▶ _Instructions for the task_
Please rewrite the stretch from the line that contains "orange ski helmet." through the end of the lines, with "point" replaced by "dot" and everything else left unchanged.

▶ _Excerpted records_
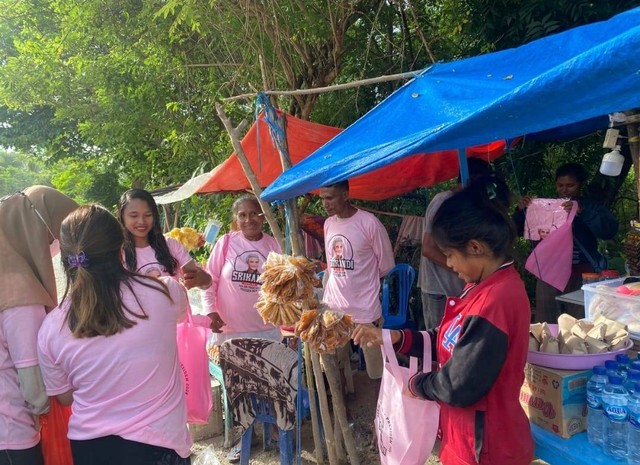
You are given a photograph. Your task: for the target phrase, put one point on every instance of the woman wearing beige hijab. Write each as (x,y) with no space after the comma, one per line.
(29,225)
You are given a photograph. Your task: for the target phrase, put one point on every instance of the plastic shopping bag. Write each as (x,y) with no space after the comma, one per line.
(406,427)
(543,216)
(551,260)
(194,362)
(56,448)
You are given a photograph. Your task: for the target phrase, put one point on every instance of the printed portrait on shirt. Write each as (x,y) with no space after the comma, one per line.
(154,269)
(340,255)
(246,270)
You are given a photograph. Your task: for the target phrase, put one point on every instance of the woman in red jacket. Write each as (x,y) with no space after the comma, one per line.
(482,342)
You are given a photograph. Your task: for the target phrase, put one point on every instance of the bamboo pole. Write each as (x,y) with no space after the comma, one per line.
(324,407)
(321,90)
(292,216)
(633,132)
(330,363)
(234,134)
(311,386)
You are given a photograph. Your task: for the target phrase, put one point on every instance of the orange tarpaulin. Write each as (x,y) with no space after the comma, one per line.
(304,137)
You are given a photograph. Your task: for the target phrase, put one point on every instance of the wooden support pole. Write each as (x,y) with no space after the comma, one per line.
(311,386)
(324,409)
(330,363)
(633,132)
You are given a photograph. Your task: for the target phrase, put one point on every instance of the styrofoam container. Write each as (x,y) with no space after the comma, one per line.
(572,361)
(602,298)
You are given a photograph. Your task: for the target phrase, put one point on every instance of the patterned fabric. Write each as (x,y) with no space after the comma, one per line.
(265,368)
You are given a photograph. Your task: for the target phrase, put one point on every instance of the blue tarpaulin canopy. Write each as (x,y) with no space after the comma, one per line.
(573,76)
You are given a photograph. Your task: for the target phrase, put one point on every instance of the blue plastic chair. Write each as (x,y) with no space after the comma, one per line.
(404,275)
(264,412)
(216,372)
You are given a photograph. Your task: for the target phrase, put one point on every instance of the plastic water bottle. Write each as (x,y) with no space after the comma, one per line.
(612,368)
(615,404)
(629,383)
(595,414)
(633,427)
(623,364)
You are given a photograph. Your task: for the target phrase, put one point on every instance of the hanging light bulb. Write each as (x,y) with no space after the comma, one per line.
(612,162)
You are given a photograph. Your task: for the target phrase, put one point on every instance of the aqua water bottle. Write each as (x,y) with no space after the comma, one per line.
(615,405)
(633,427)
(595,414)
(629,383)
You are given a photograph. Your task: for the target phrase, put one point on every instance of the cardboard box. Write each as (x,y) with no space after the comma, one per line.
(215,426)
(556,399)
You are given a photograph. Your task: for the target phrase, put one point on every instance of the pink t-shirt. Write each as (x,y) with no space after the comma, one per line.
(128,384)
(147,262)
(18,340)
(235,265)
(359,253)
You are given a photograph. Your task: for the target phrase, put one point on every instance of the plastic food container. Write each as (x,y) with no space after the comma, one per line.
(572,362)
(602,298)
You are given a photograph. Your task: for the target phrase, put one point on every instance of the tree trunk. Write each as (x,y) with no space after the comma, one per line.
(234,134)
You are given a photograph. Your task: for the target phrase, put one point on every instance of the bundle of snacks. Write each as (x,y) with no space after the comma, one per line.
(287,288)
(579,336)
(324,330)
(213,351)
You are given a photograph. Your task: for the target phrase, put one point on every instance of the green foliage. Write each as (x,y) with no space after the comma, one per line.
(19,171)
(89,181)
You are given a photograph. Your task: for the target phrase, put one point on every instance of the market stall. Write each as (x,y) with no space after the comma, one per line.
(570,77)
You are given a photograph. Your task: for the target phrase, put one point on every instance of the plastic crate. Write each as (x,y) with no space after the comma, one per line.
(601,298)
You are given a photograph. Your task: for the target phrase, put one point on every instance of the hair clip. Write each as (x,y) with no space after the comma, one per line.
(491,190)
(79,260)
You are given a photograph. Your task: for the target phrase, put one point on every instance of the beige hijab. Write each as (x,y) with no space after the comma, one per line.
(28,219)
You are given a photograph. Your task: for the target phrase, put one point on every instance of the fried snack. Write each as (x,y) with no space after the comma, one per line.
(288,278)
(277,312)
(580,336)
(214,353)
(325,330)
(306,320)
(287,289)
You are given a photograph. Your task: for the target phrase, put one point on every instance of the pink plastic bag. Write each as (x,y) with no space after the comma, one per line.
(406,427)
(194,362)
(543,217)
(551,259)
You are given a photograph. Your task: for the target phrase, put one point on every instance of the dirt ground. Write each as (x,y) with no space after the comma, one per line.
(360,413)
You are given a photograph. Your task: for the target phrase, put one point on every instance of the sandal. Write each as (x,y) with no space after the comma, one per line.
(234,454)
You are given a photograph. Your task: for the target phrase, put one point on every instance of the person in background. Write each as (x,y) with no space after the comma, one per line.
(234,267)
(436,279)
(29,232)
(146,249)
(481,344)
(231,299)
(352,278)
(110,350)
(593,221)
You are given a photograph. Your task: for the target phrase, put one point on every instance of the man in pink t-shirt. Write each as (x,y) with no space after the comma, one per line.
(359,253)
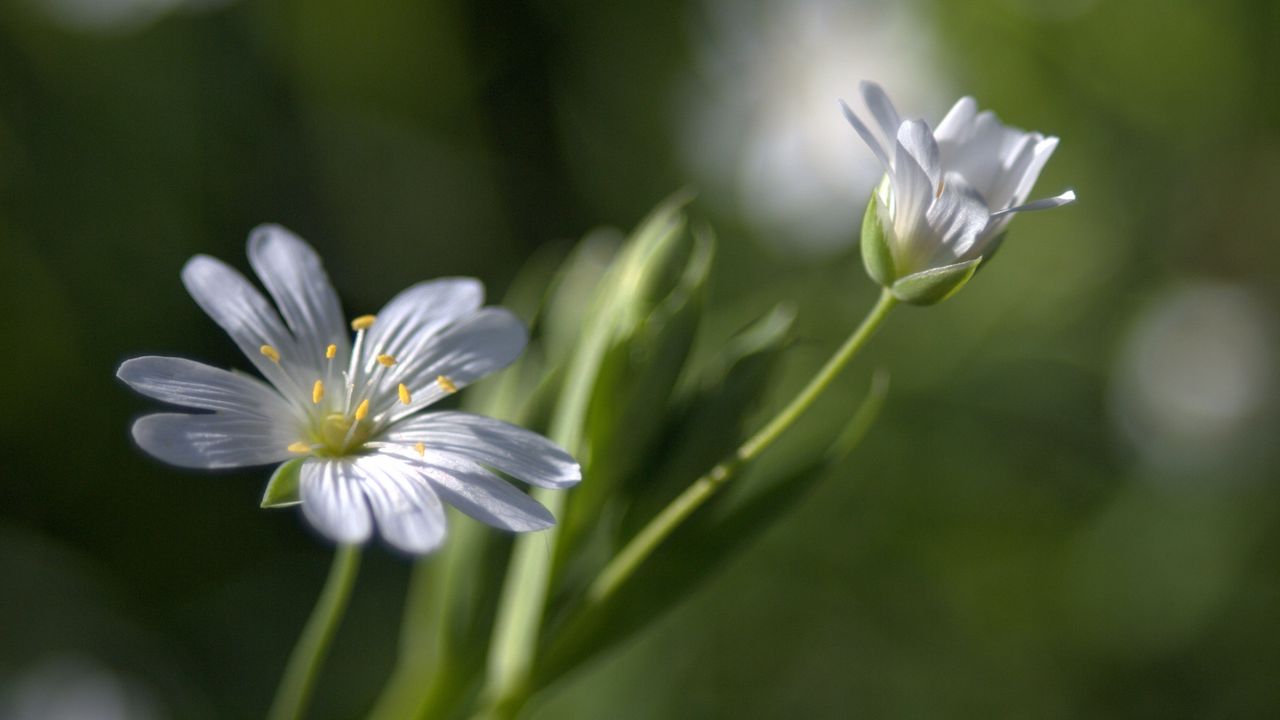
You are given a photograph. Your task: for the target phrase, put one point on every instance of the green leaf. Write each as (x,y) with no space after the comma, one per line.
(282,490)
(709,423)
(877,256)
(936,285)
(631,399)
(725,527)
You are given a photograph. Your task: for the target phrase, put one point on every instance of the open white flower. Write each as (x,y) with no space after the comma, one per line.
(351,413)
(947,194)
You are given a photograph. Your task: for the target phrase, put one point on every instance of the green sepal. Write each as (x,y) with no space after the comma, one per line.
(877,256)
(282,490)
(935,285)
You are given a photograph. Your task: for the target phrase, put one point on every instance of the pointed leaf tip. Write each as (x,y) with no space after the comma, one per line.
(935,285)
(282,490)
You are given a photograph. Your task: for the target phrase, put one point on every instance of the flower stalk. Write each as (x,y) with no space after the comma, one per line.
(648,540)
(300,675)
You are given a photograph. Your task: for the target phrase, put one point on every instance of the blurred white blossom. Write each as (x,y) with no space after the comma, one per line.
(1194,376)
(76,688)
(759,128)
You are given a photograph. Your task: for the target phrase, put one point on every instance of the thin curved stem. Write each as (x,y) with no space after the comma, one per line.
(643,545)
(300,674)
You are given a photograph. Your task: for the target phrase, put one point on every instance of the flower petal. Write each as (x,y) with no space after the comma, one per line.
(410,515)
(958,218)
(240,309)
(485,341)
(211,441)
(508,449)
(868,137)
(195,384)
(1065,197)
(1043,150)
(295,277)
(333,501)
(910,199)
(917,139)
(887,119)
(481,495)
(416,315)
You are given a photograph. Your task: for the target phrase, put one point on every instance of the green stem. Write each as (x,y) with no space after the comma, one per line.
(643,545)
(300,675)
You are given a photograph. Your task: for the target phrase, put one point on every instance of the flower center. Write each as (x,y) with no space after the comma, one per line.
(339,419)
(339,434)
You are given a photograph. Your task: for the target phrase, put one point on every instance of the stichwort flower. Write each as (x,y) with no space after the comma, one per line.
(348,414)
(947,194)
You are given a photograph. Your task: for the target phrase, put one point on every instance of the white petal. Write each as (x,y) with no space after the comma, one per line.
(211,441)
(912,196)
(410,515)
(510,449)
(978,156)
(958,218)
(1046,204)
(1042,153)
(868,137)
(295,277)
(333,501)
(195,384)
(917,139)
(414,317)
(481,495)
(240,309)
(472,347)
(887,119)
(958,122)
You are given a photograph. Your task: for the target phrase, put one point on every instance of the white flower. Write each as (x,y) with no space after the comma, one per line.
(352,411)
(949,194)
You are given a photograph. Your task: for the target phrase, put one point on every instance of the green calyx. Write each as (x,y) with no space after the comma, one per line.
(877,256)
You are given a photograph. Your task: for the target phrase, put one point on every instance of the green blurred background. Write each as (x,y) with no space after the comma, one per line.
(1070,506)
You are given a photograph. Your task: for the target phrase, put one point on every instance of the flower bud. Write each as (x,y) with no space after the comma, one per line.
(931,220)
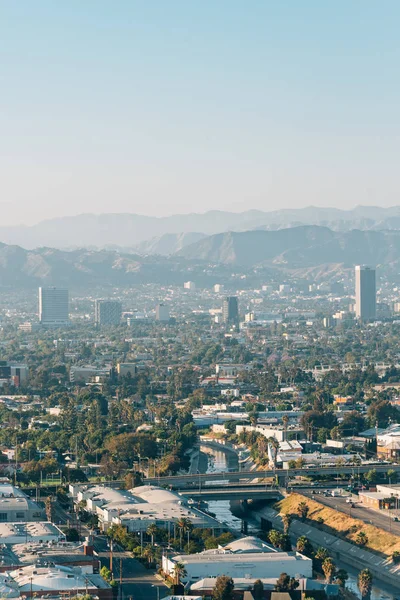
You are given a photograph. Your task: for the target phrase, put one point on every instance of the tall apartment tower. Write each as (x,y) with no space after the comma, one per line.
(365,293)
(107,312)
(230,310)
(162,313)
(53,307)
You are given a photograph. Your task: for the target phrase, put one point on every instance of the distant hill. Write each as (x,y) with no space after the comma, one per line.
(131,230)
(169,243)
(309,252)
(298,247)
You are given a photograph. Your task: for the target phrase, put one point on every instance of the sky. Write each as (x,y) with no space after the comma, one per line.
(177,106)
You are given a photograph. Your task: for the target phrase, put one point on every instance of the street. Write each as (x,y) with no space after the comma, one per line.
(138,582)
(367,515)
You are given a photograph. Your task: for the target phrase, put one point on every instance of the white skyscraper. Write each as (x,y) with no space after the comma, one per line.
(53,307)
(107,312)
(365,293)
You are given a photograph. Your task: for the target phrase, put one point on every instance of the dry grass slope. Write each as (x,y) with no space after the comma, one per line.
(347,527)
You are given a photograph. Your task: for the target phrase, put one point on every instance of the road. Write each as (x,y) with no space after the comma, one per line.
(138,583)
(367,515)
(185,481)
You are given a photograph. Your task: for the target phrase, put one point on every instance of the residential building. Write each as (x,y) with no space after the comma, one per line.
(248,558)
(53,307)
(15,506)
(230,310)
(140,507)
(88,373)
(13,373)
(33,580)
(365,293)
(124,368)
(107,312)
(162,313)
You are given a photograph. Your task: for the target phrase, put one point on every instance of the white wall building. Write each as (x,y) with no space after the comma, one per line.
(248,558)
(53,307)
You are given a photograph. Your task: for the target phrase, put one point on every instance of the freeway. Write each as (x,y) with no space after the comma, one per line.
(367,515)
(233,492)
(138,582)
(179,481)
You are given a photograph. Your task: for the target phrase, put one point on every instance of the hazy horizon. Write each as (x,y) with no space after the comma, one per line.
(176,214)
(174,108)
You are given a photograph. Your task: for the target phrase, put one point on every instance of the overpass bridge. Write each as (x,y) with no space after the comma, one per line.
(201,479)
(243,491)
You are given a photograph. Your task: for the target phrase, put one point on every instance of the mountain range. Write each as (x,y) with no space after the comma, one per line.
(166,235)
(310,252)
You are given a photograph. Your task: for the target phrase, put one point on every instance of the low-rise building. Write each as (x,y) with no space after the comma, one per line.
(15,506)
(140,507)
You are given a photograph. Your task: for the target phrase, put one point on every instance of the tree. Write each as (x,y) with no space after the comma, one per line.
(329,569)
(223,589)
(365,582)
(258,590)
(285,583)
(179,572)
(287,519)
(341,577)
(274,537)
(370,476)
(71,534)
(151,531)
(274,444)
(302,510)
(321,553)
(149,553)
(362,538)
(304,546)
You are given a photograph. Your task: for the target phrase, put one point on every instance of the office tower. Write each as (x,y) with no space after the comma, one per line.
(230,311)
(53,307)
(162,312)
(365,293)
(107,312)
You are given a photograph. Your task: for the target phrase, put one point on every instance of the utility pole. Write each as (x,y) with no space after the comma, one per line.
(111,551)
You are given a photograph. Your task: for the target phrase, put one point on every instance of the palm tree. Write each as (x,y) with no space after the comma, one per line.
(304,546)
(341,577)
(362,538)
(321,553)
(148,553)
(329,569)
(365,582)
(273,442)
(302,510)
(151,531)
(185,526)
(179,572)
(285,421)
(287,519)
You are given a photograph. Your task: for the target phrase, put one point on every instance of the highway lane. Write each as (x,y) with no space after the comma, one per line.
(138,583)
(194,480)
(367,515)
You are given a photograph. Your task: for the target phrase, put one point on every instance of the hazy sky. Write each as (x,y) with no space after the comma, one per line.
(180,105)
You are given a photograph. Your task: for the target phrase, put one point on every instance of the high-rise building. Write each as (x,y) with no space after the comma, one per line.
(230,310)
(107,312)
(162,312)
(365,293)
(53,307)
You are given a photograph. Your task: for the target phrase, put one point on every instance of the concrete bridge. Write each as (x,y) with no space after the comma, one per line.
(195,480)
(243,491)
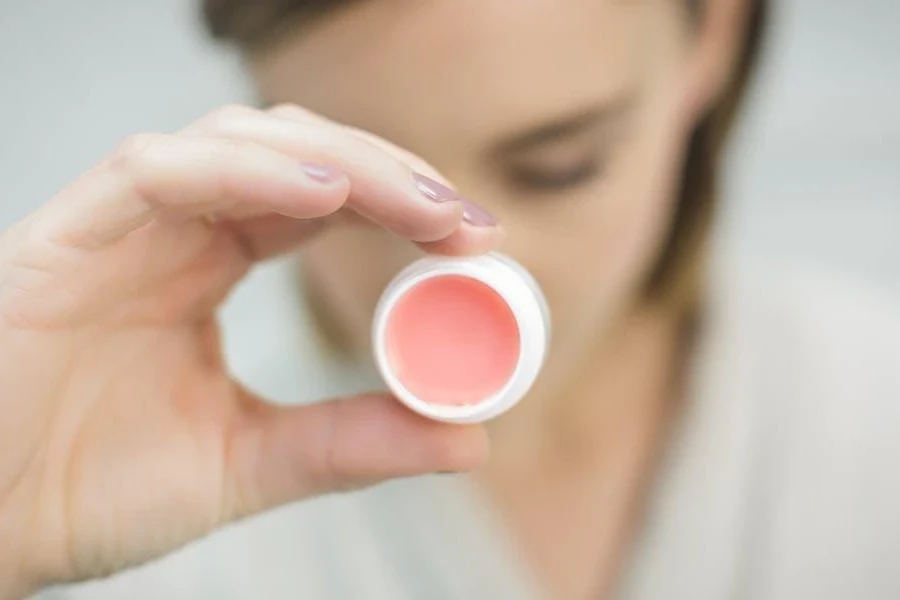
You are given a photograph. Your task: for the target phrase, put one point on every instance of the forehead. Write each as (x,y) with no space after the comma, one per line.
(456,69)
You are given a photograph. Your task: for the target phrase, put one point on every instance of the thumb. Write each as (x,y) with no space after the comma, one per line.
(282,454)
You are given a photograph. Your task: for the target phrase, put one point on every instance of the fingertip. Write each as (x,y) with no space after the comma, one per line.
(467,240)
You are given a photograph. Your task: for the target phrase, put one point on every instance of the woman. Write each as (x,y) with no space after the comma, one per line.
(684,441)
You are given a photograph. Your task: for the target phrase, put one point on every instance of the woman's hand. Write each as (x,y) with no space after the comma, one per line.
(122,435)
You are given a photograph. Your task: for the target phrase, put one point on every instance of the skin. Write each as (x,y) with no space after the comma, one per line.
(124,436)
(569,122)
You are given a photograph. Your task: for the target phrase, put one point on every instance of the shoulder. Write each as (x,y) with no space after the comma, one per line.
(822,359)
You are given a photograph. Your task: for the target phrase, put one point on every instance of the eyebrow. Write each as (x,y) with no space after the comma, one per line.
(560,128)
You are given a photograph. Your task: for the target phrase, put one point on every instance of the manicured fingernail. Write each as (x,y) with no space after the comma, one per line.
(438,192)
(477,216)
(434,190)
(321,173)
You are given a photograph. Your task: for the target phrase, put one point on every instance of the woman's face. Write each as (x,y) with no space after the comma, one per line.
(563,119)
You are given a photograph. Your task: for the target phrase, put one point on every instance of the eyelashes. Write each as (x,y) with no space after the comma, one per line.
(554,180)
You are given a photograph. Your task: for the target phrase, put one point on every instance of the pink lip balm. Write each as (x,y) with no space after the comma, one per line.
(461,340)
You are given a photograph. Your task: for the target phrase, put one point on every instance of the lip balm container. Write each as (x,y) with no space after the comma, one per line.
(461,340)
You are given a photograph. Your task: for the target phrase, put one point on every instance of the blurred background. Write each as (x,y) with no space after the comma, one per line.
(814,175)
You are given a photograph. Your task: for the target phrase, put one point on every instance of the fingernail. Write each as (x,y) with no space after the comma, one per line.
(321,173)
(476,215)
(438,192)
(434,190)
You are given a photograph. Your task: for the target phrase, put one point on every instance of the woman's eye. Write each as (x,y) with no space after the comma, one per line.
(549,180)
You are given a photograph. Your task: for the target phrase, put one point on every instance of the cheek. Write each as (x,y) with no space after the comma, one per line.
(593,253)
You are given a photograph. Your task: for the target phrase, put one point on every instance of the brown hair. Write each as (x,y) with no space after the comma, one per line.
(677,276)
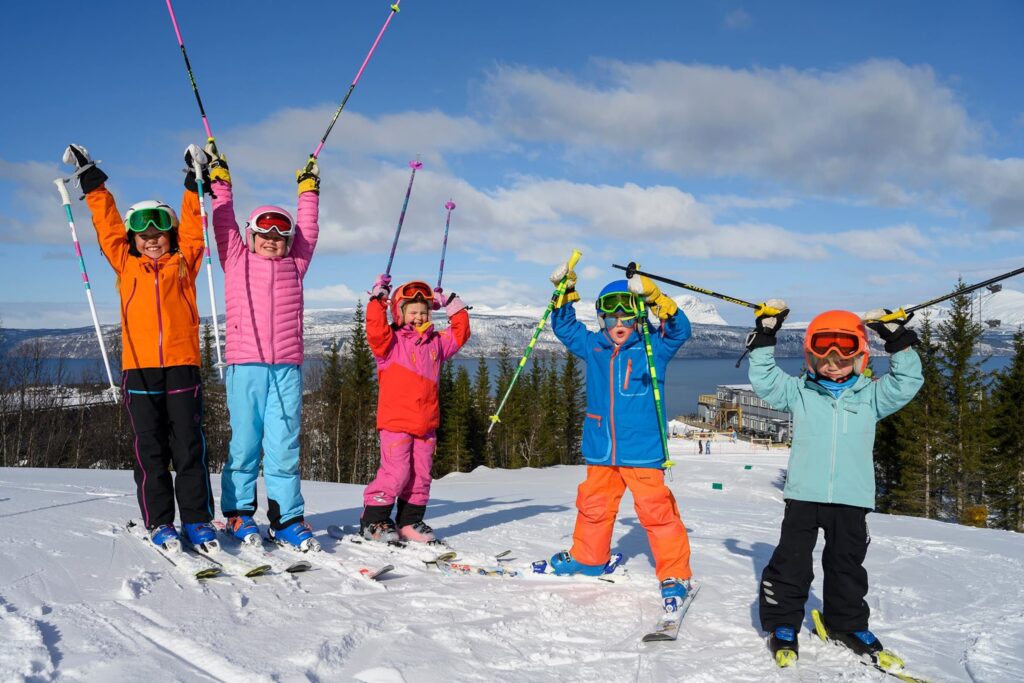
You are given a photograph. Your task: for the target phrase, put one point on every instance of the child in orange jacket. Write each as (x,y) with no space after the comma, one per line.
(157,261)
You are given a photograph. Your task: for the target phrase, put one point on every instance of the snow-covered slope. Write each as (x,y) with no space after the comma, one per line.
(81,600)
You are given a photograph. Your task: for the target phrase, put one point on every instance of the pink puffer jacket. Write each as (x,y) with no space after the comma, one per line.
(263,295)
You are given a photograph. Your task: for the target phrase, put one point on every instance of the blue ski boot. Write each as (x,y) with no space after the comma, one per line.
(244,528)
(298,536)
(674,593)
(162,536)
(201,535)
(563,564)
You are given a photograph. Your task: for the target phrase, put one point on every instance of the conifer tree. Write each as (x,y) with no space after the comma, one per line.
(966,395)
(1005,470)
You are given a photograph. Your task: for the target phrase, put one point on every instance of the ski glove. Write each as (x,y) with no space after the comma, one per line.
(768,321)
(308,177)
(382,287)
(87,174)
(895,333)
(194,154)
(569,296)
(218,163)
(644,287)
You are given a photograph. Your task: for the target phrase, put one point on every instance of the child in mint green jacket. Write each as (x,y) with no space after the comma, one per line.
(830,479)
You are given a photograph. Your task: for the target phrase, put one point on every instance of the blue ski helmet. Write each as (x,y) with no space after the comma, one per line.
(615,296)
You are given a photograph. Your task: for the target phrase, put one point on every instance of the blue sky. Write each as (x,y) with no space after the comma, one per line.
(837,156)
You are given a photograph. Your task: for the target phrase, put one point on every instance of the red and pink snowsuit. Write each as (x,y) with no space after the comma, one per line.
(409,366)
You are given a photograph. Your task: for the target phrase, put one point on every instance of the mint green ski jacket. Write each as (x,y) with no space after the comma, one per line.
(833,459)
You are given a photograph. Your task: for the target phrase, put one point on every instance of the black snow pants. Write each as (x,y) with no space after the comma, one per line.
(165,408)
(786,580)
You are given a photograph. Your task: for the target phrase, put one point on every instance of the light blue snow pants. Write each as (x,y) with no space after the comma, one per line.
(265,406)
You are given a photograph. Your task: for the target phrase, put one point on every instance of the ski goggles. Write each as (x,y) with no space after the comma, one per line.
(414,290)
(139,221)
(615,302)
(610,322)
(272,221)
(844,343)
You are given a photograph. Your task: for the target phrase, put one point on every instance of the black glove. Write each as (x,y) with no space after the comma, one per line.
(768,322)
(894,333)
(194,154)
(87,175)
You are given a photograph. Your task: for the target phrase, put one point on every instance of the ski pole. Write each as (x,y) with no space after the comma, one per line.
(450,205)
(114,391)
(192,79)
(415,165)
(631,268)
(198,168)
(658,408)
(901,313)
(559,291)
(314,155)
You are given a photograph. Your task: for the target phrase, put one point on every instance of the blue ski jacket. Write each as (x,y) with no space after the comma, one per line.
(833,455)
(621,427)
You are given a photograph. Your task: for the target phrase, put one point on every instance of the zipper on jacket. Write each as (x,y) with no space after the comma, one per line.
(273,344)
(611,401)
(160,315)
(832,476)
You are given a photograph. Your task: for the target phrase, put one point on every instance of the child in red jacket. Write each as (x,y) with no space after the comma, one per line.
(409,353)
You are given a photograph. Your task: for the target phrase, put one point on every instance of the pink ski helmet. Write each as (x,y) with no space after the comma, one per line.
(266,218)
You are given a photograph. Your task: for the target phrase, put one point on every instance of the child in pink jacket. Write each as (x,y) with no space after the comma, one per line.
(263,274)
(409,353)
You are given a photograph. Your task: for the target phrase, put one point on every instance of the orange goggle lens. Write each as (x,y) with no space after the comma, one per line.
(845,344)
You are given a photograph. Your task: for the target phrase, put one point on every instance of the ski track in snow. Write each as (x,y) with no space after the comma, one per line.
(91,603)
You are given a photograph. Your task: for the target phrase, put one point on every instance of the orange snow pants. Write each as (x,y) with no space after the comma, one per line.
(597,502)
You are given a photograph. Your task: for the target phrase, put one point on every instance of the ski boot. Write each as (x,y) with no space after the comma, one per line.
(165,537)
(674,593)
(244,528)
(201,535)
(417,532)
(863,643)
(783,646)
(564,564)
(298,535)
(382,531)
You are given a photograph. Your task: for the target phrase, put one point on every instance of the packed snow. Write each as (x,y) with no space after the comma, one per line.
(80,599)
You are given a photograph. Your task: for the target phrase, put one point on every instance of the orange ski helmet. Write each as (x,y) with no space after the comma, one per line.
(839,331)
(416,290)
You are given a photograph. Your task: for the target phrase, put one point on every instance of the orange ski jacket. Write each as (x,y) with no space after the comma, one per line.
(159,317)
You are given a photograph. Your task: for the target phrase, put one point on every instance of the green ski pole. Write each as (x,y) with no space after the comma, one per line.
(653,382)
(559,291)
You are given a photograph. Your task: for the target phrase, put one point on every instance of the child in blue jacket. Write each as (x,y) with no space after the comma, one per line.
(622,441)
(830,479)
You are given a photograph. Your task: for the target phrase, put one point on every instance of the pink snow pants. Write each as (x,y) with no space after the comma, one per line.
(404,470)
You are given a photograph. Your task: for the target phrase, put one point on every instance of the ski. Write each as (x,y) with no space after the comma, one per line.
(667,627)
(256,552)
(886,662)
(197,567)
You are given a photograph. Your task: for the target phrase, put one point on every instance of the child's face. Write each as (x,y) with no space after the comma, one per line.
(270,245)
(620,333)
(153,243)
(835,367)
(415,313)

▶ _Final result_
You are given a photograph. Your task: for the target phrase, put one dot on every instance of the orange ski helmet. Write each as (x,y) with no space after the comma, one per line.
(839,331)
(416,290)
You are given a photograph. Your task: for the target phrase, put one dot on every instance of the orange ski jacket. Write each as (x,y) with no space after the comma, one per line.
(159,317)
You are given a photograph. Your task: for the target phrase, put one dot on every instance of the green ski pole. Write each as (x,y) with no space after the comma, one per line.
(653,382)
(559,291)
You are given a photograph. Your task: for the target phrase, put one dot on every instance of the child in blue jacket. Write each as (x,y) with no space after the comma, one per line.
(622,441)
(830,479)
You are given a photograph. Your task: for the target phrase, put one dot on every instance of the pink snow pants. Write each as (x,y) with no space after the comma, one per line.
(404,470)
You are given a photograph. Your task: for the target phrase, put one dot on every instance of the ski. Write each as (x,y) with no space after the comma, one per line.
(667,627)
(256,552)
(886,662)
(197,567)
You are given a photograph. Your task: for the target phrase, put one dot on every instance of the child's face. Write each as (x,y) with no space after the comma, one per line.
(270,245)
(620,333)
(153,243)
(835,367)
(415,313)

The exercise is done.